» To do
Copy out the lines of the records from the line containing "of the stone" through the end of the records, keeping every character the same.

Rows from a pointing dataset
◆ ◆ ◆ ◆

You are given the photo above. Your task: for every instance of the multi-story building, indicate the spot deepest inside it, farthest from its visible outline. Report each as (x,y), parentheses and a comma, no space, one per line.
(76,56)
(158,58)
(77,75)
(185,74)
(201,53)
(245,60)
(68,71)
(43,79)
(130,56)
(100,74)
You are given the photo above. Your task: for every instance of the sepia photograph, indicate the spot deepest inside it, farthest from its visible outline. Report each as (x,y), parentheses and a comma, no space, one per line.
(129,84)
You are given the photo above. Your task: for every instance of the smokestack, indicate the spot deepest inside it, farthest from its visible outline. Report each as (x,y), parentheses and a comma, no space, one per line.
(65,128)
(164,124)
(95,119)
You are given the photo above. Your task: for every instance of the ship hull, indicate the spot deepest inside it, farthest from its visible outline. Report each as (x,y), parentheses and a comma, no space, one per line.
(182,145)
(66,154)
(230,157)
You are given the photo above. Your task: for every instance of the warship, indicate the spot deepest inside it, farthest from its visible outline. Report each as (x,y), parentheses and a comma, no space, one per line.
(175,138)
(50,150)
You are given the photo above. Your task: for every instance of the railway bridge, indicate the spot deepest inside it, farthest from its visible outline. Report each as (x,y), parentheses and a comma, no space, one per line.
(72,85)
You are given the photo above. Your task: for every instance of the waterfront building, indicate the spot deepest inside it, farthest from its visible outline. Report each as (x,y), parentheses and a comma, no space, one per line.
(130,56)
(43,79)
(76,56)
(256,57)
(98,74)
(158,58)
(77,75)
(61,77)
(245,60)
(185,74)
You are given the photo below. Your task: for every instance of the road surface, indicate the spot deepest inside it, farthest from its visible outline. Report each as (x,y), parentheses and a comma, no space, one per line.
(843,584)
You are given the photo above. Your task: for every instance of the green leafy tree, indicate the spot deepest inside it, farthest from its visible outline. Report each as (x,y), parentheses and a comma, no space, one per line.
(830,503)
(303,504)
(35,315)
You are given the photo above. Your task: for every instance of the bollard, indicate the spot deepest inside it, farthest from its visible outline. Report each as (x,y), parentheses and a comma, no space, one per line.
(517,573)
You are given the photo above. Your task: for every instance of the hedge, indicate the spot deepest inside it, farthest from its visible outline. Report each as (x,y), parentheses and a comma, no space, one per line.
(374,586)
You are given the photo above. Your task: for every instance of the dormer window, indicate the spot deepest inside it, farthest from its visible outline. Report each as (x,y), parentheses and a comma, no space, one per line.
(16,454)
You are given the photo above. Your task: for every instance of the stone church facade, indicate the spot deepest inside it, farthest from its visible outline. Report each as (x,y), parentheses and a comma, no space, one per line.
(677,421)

◆ ◆ ◆ ◆

» Output below
You are given the photo above. Your task: for every instance of the stone church facade, indicate the spot deepest inside it, farthest from its visible outline. Report each as (x,y), parentheses and a comma, no space, one per line.
(677,421)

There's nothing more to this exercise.